本文:
________________________________________

見出し画像

2010年04月08日(木)

起きようと思った瞬間、夢を見ていることに気づいた。その夢を見ていたくて、しばらく目を閉じたままでいた。目が覚めているのと覚めていないのとの狭間で、しばらくうとうとしていた。夢はあっけなく終わり、私は瞼を開ける。天井は昨日と変わりなくそこに在り。私は起き上がる。
窓を開ける。とても寒くなる、と言っていたわりには、あたたかい気がする。もっともっと寒いことを期待していたのだが。ちょっと残念。でも冷えた分、空は晴れ渡り。綺麗な朝焼けが望めそうな。そんな、高い高い空。
イフェイオンが風に揺れている。私の髪も風に揺れる。空の高いところを鳶がくるりと回っている。ゆっくりとゆったりと。その様はとても優雅で。私はちょっと羨ましくなる。こんなとき、翼を持たない自分の背中を、少し意識する。
白い粉を噴いた葉を、数枚見つけ、それぞれに摘んでやる。摘みながら私は正直、他のことを考えている。
部屋に戻り、顔を洗う。洗い立ての顔を鏡に映し、覗き込もうと思ったけれど、やめておいた。何だかちょっと、自分の顔を見るのも今は嫌だ。
自分の内奥に潜ろうとして、すぐ気づく。私の喉元に、引っかかっている重たいもの。重たい、というか、いがいがしているというか。いや、何といったらいいのだろう、苦い苦い、しこりだ。それが現れたのは何故か、私にはもうすでに分かっている。

________________________________________

抽出データ:
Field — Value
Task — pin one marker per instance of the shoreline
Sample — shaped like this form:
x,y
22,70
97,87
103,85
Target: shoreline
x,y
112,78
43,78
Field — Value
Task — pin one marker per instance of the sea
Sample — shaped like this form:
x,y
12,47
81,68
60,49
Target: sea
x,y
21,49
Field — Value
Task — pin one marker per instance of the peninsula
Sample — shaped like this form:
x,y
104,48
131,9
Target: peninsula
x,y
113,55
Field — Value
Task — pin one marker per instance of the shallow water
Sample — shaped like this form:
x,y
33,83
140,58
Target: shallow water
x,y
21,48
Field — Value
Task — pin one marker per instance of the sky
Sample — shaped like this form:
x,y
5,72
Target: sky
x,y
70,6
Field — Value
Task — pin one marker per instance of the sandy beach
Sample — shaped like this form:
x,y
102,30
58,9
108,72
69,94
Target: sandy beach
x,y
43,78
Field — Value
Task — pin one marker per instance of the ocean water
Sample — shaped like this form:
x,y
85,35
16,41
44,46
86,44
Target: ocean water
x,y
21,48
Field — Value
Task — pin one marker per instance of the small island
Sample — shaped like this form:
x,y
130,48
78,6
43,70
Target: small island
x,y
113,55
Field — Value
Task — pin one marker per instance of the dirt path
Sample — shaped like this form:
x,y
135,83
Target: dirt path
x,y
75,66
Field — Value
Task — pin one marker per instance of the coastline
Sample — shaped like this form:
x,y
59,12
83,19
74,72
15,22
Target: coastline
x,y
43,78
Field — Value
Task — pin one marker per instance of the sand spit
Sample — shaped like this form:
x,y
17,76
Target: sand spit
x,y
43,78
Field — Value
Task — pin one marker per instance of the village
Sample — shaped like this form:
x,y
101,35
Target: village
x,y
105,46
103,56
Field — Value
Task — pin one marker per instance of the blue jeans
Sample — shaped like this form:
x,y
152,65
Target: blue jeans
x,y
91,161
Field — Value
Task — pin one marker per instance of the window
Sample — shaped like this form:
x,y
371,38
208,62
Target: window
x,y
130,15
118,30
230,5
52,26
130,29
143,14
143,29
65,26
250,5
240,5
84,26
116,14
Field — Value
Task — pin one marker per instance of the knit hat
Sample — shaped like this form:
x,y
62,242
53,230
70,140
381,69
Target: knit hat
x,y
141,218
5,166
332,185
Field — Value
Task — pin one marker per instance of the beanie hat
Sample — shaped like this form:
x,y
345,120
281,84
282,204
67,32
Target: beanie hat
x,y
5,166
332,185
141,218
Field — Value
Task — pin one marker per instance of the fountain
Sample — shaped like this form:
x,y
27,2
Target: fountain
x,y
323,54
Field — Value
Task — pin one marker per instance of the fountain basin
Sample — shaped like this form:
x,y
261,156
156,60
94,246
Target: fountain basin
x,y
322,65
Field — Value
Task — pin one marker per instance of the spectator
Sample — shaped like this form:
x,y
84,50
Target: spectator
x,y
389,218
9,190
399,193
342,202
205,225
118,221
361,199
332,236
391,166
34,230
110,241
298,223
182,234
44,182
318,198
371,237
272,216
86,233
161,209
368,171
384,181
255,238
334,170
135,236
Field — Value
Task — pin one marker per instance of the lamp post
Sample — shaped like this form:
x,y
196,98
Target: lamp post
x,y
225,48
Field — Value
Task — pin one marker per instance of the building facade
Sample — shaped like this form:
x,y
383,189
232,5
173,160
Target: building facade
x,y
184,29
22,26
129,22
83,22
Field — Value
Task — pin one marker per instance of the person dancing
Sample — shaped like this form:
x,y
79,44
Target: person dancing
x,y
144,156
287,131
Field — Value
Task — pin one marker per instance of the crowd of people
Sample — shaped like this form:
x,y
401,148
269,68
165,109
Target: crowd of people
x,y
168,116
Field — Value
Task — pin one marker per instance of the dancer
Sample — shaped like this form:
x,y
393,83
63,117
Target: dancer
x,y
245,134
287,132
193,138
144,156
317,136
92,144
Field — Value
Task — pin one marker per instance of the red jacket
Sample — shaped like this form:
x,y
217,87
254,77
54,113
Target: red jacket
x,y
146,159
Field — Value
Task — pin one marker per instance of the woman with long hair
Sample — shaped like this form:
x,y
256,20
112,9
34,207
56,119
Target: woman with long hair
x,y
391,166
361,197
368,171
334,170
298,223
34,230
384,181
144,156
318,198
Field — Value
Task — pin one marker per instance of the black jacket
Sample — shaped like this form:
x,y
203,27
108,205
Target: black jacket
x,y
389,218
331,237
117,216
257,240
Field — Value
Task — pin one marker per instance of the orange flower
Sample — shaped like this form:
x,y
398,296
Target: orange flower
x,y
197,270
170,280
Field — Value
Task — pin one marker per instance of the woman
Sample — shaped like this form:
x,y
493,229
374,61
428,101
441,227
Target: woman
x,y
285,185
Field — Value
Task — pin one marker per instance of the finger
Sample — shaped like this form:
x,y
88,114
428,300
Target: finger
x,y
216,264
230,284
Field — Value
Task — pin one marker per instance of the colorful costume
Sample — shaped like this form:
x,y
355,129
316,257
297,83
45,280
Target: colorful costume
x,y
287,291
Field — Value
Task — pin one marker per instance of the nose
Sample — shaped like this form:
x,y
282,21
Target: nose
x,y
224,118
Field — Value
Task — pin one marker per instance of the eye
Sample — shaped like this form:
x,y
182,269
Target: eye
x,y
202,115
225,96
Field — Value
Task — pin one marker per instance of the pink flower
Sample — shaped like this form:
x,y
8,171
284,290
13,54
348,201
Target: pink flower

________________________________________

作業指示:
本文の「2010年04月08日(木)」から「自分の背中を、少し意識する。」までの部分を、「鳶」を「鷹」に改めて書き直しなさい。

解答:
2010年04月08日(木)

起きようと思った瞬間、夢を見ていることに気づいた。その夢を見ていたくて、しばらく目を閉じたままでいた。目が覚めているのと覚めていないのとの狭間で、しばらくうとうとしていた。夢はあっけなく終わり、私は瞼を開ける。天井は昨日と変わりなくそこに在り。私は起き上がる。
窓を開ける。とても寒くなる、と言っていたわりには、あたたかい気がする。もっともっと寒いことを期待していたのだが。ちょっと残念。でも冷えた分、空は晴れ渡り。綺麗な朝焼けが望めそうな。そんな、高い高い空。
イフェイオンが風に揺れている。私の髪も風に揺れる。空の高いところを鷹がくるりと回っている。ゆっくりとゆったりと。その様はとても優雅で。私はちょっと羨ましくなる。こんなとき、翼を持たない自分の背中を、少し意識する。